# INSTRUCTIONS TO FOLLOW
Write exactly the lines running from the start of the material below to the line that includes "box: [389, 340, 967, 543]", and include no pictures.

# DATA SECTION
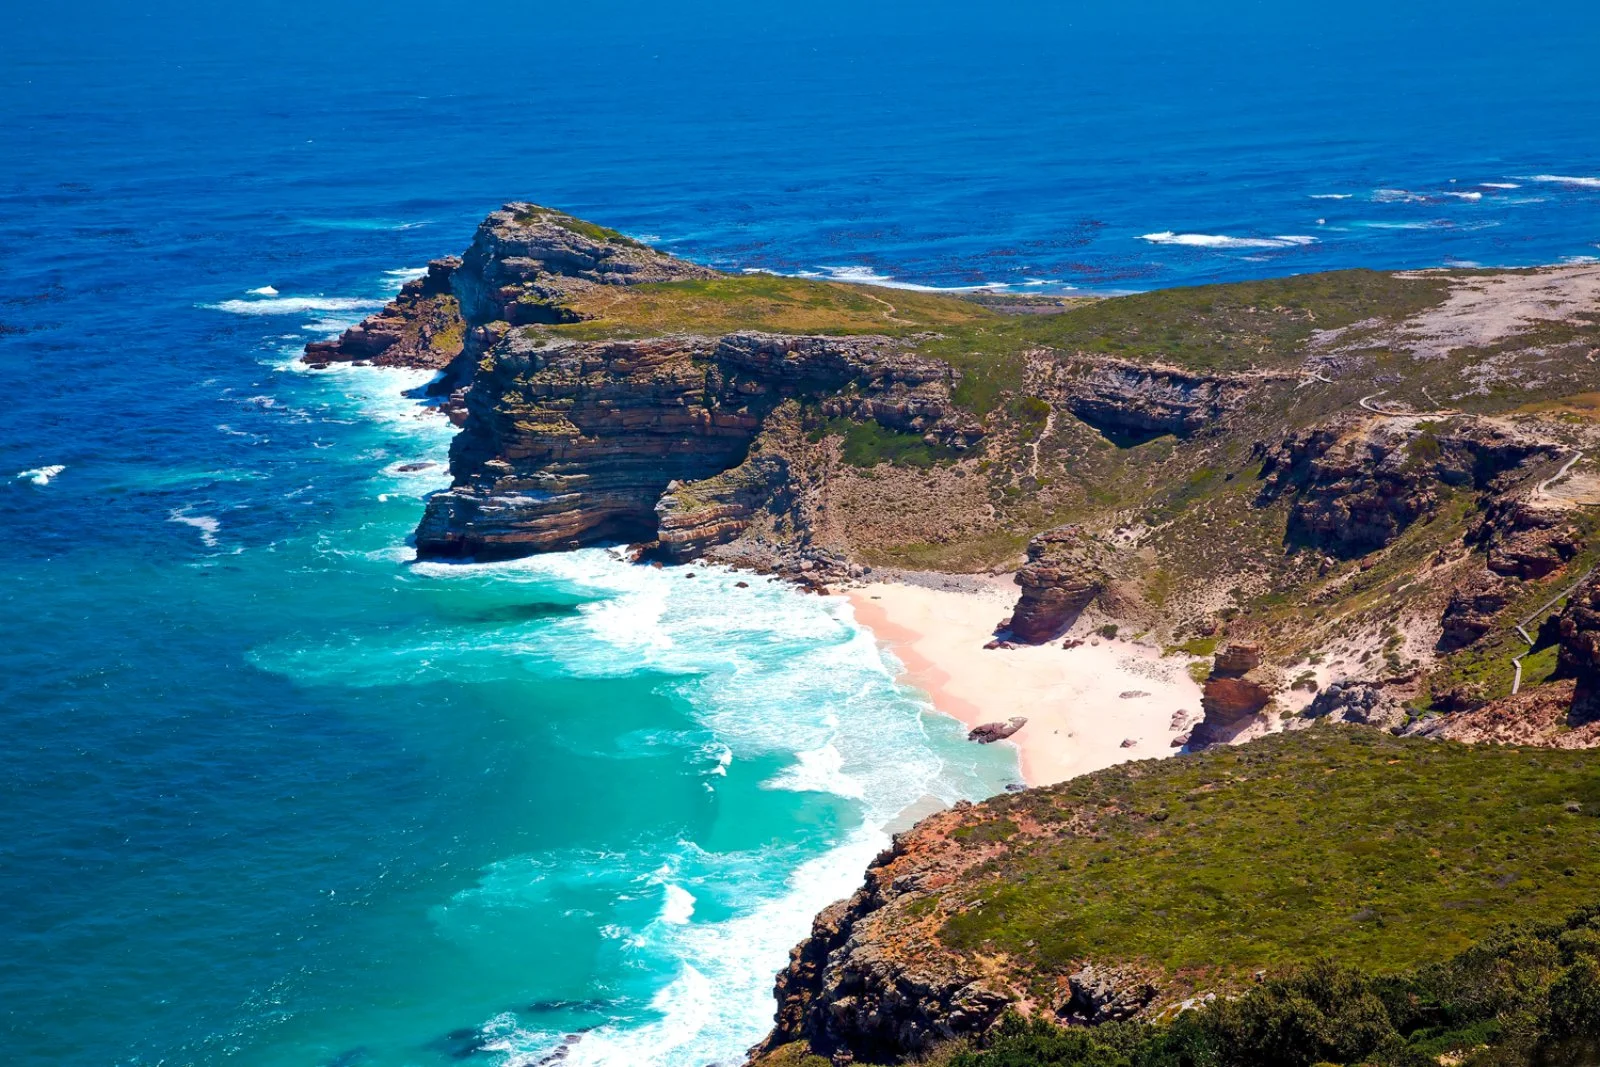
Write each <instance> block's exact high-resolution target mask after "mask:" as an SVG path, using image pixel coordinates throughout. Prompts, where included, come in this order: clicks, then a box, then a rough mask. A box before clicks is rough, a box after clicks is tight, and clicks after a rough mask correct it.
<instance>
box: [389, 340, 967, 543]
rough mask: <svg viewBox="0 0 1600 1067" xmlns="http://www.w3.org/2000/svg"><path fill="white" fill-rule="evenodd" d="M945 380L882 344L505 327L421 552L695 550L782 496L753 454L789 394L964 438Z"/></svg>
mask: <svg viewBox="0 0 1600 1067" xmlns="http://www.w3.org/2000/svg"><path fill="white" fill-rule="evenodd" d="M950 384H952V374H950V370H949V368H947V366H944V365H942V363H938V362H934V360H926V358H922V357H915V355H909V354H906V352H902V350H901V347H899V346H898V344H896V342H893V341H890V339H886V338H789V336H779V334H758V333H744V334H733V336H728V338H722V339H709V338H658V339H650V341H550V339H547V338H541V336H531V338H530V336H526V334H523V333H520V331H517V330H501V331H499V334H498V338H494V339H493V341H491V342H490V344H488V346H486V352H485V355H483V357H482V360H480V363H478V368H477V373H475V374H474V379H472V384H470V387H469V389H467V394H466V410H467V416H466V422H464V426H462V432H461V435H459V437H458V438H456V442H454V445H453V448H451V472H453V475H454V485H453V486H451V488H450V491H446V493H440V494H435V496H434V498H432V499H430V501H429V504H427V512H426V514H424V517H422V523H421V526H419V528H418V550H419V552H421V553H422V555H435V557H459V555H475V557H478V558H506V557H515V555H528V553H534V552H547V550H554V549H571V547H578V545H582V544H595V542H600V541H618V539H621V541H634V542H646V544H648V542H658V541H659V542H661V544H659V549H661V550H662V553H664V555H667V557H669V558H688V557H691V555H694V553H699V552H702V550H704V549H706V547H709V545H710V544H720V542H723V541H728V539H731V537H734V536H738V534H739V533H741V531H742V530H744V526H746V525H747V523H749V520H750V517H752V514H754V512H755V510H757V509H760V507H763V506H766V504H768V501H770V498H771V496H773V494H774V493H782V491H784V488H786V475H787V469H786V464H784V461H782V459H781V458H776V456H766V458H757V459H749V451H750V443H752V440H754V438H755V435H757V434H758V430H760V429H762V426H763V422H765V419H766V418H768V416H770V414H771V413H773V411H774V410H776V408H778V406H779V405H781V403H784V402H786V400H810V402H819V403H821V406H822V410H824V411H830V410H838V411H848V413H853V414H858V416H862V414H864V416H869V418H874V419H877V421H880V422H885V424H890V426H894V427H906V429H910V430H922V432H926V434H928V435H931V437H934V438H941V437H942V438H944V440H952V442H965V440H966V438H968V437H970V435H973V427H971V426H966V424H965V422H963V421H962V419H960V418H954V419H950V421H949V424H947V422H946V419H947V416H952V414H955V413H954V406H952V405H950V402H949V392H950ZM747 459H749V462H747Z"/></svg>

# TASK SOLUTION
Write each <instance> block's exact high-resolution target mask after "mask:" as an SVG path, using image pixel coordinates throughout. Prompts, where included, come in this order: clicks, then a box, then a rough mask. A box before clicks is rough, a box after clicks is tight, and clicks after a rough mask correct it.
<instance>
box: [389, 340, 967, 543]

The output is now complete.